**WHAT YOU SHOULD DO**
Can you reproduce word for word the stretch of lines below, from the line containing "the wood grain" through the line containing "x=123, y=77", including both of those lines?
━━━━━━
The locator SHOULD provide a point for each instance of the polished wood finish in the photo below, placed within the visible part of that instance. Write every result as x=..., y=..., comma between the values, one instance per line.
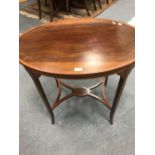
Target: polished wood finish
x=78, y=49
x=96, y=46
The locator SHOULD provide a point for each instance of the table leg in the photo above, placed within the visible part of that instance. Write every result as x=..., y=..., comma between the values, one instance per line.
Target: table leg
x=122, y=81
x=94, y=5
x=35, y=78
x=99, y=2
x=39, y=8
x=86, y=7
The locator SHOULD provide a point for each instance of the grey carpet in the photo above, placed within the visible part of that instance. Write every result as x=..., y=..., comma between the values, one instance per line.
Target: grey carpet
x=82, y=126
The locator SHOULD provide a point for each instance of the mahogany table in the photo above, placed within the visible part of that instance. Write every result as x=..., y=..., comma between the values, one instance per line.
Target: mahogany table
x=79, y=49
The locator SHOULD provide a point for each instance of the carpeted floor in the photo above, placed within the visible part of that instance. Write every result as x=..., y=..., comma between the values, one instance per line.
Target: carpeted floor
x=82, y=126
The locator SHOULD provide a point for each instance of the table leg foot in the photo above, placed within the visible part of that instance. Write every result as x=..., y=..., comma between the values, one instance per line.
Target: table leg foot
x=122, y=81
x=35, y=78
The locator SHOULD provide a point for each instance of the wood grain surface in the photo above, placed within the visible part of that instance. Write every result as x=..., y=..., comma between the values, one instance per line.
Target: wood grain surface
x=78, y=48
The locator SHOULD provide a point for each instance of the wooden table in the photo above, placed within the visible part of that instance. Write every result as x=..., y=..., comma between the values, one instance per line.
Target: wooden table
x=79, y=49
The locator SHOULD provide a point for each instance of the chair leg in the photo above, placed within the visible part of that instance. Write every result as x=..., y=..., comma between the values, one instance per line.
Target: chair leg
x=39, y=8
x=94, y=5
x=99, y=2
x=86, y=6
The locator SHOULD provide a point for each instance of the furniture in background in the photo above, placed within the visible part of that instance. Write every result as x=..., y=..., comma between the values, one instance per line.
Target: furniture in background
x=90, y=48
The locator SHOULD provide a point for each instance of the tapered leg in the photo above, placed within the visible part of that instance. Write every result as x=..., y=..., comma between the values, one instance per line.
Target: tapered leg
x=86, y=6
x=39, y=8
x=94, y=5
x=68, y=6
x=46, y=3
x=99, y=2
x=107, y=2
x=106, y=81
x=37, y=83
x=51, y=10
x=123, y=77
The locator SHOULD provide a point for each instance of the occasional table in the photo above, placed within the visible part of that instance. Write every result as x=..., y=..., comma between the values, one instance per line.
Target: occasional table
x=79, y=49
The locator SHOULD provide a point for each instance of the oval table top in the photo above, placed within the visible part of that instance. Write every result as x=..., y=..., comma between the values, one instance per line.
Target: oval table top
x=78, y=48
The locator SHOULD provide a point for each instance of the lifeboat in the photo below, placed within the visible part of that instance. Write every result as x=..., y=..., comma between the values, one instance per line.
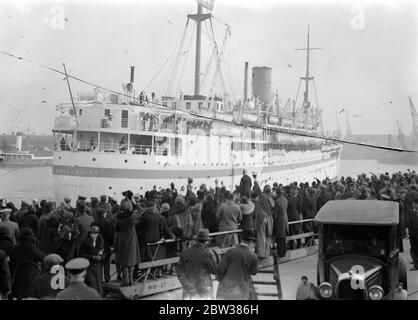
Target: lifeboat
x=274, y=119
x=224, y=116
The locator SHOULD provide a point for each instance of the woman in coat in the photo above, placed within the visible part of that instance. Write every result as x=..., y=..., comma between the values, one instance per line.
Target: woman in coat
x=92, y=250
x=25, y=261
x=263, y=228
x=127, y=252
x=247, y=209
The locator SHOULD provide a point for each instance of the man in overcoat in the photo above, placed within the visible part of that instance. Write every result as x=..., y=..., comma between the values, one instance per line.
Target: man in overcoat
x=235, y=271
x=195, y=267
x=245, y=184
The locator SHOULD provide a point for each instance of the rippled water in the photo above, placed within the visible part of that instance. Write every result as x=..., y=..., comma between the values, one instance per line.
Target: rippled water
x=36, y=182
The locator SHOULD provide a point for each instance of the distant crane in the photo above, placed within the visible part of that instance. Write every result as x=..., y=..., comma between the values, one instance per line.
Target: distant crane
x=401, y=137
x=414, y=117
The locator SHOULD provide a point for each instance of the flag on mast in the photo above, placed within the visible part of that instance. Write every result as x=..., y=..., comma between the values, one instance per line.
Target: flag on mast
x=208, y=4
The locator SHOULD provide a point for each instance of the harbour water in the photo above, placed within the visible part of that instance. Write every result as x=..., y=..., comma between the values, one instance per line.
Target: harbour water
x=22, y=183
━━━━━━
**ANSWER TO THE EXERCISE**
The locator SHOULD provide a point for each instance of the wood grain surface in the photo above, placed within the visible part of that instance. Write every result as x=..., y=..., comma between the values, one instance per line.
Target: wood grain surface
x=78, y=48
The locator SHOULD provide a point for each instance of the wooden table in the photo above, placed within the visible part of that instance. Write every result as x=..., y=..., comma between the values, one instance per line.
Target: wooden table
x=79, y=49
The locator SHOULD provide a point for each instance of the chair leg in the photo above, placed within the visible part of that instance. Write every result as x=..., y=..., comma between the values, one instance per line.
Target: chair leg
x=39, y=8
x=94, y=5
x=99, y=2
x=86, y=6
The locator SHOULD provide a point for each instance of the furniture in background in the photo above, placed within the visible part of that instance. Write every result as x=..., y=..., comma between the values, one instance per line.
Target: furniture in background
x=90, y=48
The locator SHOULD provide a point for each instance of the tapered leg in the photo above, placed within the visible part of that instance. Write every result as x=..., y=..., comma between the values, one instance per line.
Target: tapered leg
x=86, y=6
x=39, y=8
x=94, y=5
x=68, y=6
x=46, y=3
x=99, y=2
x=107, y=2
x=106, y=81
x=37, y=83
x=51, y=10
x=123, y=77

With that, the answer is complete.